- EXERCISE TASK -
Rewrite the material below with every "shot" switched to "image", leaving all other text unchanged.

- Saved data entries -
···
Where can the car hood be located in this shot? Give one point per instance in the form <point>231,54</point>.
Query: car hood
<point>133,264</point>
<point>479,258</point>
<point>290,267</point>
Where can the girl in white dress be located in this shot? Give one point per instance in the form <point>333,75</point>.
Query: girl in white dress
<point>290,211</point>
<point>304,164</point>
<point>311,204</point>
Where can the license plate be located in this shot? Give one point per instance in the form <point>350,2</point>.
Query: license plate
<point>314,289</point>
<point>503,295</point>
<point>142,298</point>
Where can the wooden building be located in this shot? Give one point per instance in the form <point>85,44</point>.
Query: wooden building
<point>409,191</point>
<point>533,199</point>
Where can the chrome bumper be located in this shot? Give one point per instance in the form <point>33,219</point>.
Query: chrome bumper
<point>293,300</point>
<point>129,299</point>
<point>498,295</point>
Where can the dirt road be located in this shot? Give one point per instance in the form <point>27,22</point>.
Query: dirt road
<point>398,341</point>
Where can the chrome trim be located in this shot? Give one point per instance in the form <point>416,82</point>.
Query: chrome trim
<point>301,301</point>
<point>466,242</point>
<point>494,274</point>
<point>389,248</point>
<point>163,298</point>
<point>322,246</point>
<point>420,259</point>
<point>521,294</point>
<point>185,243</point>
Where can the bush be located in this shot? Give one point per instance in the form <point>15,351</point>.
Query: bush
···
- REPLY -
Where can the car hood be located in this image? Give one point per instance in the form <point>231,54</point>.
Query: car hood
<point>133,264</point>
<point>479,258</point>
<point>290,267</point>
Where can the girl in white dress be located in this image? Give one point per instance in the form <point>333,75</point>.
Query: girl in white dress
<point>290,211</point>
<point>304,164</point>
<point>311,204</point>
Where can the license plate be located in this image? Give one point per instance in the form <point>350,2</point>.
Query: license plate
<point>314,289</point>
<point>503,295</point>
<point>142,298</point>
Where can the wooden building be located in this image? Give one point per instance in the form <point>85,44</point>.
Query: wooden building
<point>409,191</point>
<point>533,199</point>
Where can the chrome bumper be located in this image? Give one point per instance in the form <point>33,219</point>.
Query: chrome bumper
<point>293,300</point>
<point>129,299</point>
<point>498,295</point>
Where can the dirt road be located in this image? Give one point per instance in the form <point>27,22</point>.
Query: dirt road
<point>398,341</point>
Where can the chrome trim be located in this image? Give one point per instance in the form <point>416,82</point>.
Query: chrome trim
<point>301,301</point>
<point>466,242</point>
<point>494,274</point>
<point>389,248</point>
<point>163,298</point>
<point>322,246</point>
<point>420,259</point>
<point>521,294</point>
<point>185,243</point>
Where can the bush be located in this image? Give one point per instance in the form <point>15,351</point>.
Query: bush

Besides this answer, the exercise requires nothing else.